#### DATA:
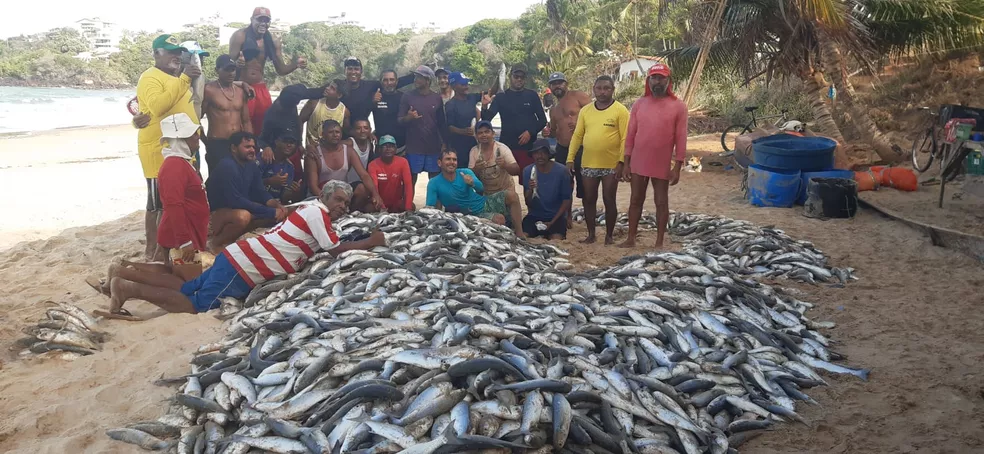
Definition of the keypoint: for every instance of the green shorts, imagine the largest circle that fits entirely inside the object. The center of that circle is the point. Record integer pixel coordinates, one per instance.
(494, 204)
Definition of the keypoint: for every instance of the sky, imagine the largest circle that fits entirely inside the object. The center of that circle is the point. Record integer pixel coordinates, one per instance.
(134, 15)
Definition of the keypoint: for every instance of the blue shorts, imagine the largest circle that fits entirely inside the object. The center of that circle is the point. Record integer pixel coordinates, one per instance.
(423, 163)
(219, 281)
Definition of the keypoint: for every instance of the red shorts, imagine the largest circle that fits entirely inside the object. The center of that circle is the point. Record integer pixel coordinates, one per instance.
(258, 106)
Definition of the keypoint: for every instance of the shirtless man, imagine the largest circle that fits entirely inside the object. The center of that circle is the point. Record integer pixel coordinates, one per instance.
(254, 45)
(563, 120)
(225, 106)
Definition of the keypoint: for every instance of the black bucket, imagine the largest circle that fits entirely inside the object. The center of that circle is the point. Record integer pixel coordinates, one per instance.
(831, 198)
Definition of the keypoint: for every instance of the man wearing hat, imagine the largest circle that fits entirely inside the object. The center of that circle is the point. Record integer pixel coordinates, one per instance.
(161, 94)
(547, 189)
(391, 175)
(252, 46)
(655, 148)
(461, 113)
(278, 176)
(520, 112)
(444, 84)
(361, 96)
(422, 112)
(184, 223)
(227, 110)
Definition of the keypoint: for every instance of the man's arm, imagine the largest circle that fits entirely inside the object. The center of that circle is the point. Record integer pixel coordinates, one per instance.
(538, 114)
(244, 119)
(282, 68)
(236, 46)
(408, 188)
(157, 97)
(576, 138)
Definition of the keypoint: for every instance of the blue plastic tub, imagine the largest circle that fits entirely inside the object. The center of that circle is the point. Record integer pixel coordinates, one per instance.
(789, 152)
(772, 187)
(832, 173)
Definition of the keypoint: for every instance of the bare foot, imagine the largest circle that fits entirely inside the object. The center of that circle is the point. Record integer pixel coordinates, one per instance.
(118, 288)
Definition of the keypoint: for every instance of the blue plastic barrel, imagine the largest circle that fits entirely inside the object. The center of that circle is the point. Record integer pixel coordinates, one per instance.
(772, 187)
(790, 152)
(832, 173)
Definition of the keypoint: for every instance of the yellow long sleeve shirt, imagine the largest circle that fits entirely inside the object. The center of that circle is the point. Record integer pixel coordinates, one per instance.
(602, 133)
(160, 95)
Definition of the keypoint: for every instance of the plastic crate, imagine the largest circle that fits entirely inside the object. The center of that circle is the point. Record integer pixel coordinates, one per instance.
(975, 163)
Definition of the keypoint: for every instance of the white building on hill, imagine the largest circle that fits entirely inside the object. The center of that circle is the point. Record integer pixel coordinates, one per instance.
(104, 37)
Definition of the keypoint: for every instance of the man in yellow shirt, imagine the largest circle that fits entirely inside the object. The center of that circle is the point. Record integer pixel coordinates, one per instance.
(160, 94)
(601, 129)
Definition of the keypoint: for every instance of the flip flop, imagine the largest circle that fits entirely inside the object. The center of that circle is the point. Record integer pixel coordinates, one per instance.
(97, 284)
(123, 314)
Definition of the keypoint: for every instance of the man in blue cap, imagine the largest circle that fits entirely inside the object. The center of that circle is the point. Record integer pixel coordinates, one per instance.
(461, 111)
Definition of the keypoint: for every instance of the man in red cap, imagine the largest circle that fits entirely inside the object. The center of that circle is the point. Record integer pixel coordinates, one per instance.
(252, 46)
(655, 149)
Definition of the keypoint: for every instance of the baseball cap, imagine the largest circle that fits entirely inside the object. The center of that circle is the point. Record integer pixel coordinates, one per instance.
(659, 69)
(194, 48)
(352, 62)
(167, 42)
(456, 78)
(539, 144)
(177, 126)
(224, 61)
(484, 124)
(424, 71)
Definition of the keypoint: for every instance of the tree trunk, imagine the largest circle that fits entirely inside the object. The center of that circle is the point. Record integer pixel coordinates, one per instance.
(823, 120)
(834, 66)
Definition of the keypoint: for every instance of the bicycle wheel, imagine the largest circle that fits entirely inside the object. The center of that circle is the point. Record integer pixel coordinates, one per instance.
(923, 150)
(731, 134)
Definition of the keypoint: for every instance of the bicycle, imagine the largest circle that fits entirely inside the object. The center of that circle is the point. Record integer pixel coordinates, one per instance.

#### WHAT THE TASK REQUIRES:
Reproduce all of the data exactly, omitting each picture it holds.

#### RESPONSE FOR THIS EXERCISE:
Definition of the keypoint: for every instance of the green shorts, imagine the largest circle that fits entirely inside the object. The center of that circle is the point. Record integer pixel coordinates, one per instance.
(494, 204)
Definition of the keypoint: for every instance of the sky, imagine the largest circle that fits entirely inside the object. The center of that circle is the point. Record integer pixel coordinates, one per instance.
(134, 15)
Definition of the keypoint: for every instance of the blue shorts, imagine the largest circle that fits entirely inside the object. The center of that circle is the point. Record integer pixel coordinates, one per instance.
(423, 163)
(219, 281)
Definition of the keypoint: for every instance of the red shorts, imagine the largest circle that fits entirely inside the object. The center of that circle is the point. Record integer pixel coordinates, one per instance.
(258, 106)
Definition of the keypoint: for every instance of the shirtless man, imagine the largest circle that fits entirely inside the object. The center of that circle is the point. Record integer pixel coordinates, one per instance.
(254, 45)
(563, 120)
(225, 106)
Definition of the keypoint: for every instance of the black bucket, imagine the largest circle that fits entirely inside the object. The center of that circle is the point. Record integer pixel coordinates, one per instance.
(831, 198)
Definition of the keypoint: for every instance of the man wearing hat, imagine the largest circle that fits entirely inside the object. The center of that circle is the point. Record integer pixel coordinates, one per instance.
(161, 94)
(547, 189)
(391, 175)
(252, 46)
(655, 148)
(461, 113)
(278, 176)
(520, 112)
(444, 84)
(361, 96)
(422, 112)
(184, 223)
(227, 110)
Definition of the keypoint: for every instance of the man's arm, imagine the largest circle that fits entirely inside the object. The center of that circle is the point. Record integer pixel coordinates, one per instance.
(538, 114)
(244, 119)
(282, 68)
(236, 46)
(408, 188)
(157, 97)
(576, 138)
Definition of the keypoint: for every instance of the blue plastic tub, imagine the largest circle that fits entirely inside the object. The center of that circle is the point. Record integer pixel coordinates, one per instance.
(789, 152)
(772, 187)
(832, 173)
Definition of the keypoint: for every instance of the bare foot, imagine the largest circle that fits entirely inside the object. The center of that circle is the point. Record integer pixel coordinates, one per instance.
(118, 288)
Definition of the keypoint: for every instance of the blue plastic barrel, imagine the largest circle that fits entirely inside the object. The center of that circle is the point. Record integer pixel coordinates, one per instance.
(772, 187)
(790, 152)
(832, 173)
Definition of the keypoint: for every instance of the yellow long sleeve shirt, imagine the largest circle that fits entirely inside the object. The center of that circle is the point. Record integer pixel coordinates, one per instance.
(602, 133)
(160, 95)
Definition of the keypoint: for every instance of the plastic crate, imagine the largest circle that fits entirely inside the object. The center of that circle is the point. Record integer pixel coordinates, one per instance.
(975, 163)
Definition of the keypoint: for every instance of the white building on hill, imagine the largest circle that fits entirely inside the object. The center of that circle is the point. Record integer pixel coordinates, one per instance.
(104, 37)
Definition of the keypoint: for every instance of the man in yellow shirt, imagine the largest circle that fits entirely inside the object. The center of that circle is the point. Record integer pixel coordinates, one per instance.
(160, 94)
(601, 129)
Definition of the keypoint: for every instance of the flip flop, imagine the largest circle that fits entirely inside the object. The center of that circle is the point. Record integer pixel coordinates, one per instance.
(97, 284)
(123, 314)
Definition of the keypoint: for every instance of the man in blue cap, imagine the largest circle that fits entirely inside the object. The center of that circle is the point. Record integer pixel coordinates, one per instance.
(461, 111)
Definition of the keypoint: for every instance of the man in red cap, imagine the largest circle that fits entirely inside the object. The center of that circle is the point. Record integer pixel coordinates, one per instance.
(252, 46)
(655, 149)
Definition of the keypoint: for every instance of the baseball cap, imagine the largest circle that fits entirely inside the object. The center of that circle is the point. Record integer pixel coordinates, one per instance.
(659, 69)
(194, 48)
(352, 62)
(167, 42)
(456, 78)
(539, 144)
(177, 126)
(224, 61)
(484, 124)
(424, 71)
Definition of the keypoint: for every instance of the tree trunk, imagine the largest circle that fits entirely inside the object. The center of that circle is the point. Record integer pixel coordinates, one per instance.
(823, 120)
(834, 66)
Definition of the keypoint: for every instance of the bicycle wheel, imagine the largest circle that fits entirely inside the object. The center of that circle is the point. Record integer pixel coordinates, one per instance.
(923, 150)
(731, 134)
Definition of the keypoint: for every instance of the bicycle, imagine the largest circle that fits entirely inside the object. The center of that circle is the point. Record integer pixel coordinates, one per instance.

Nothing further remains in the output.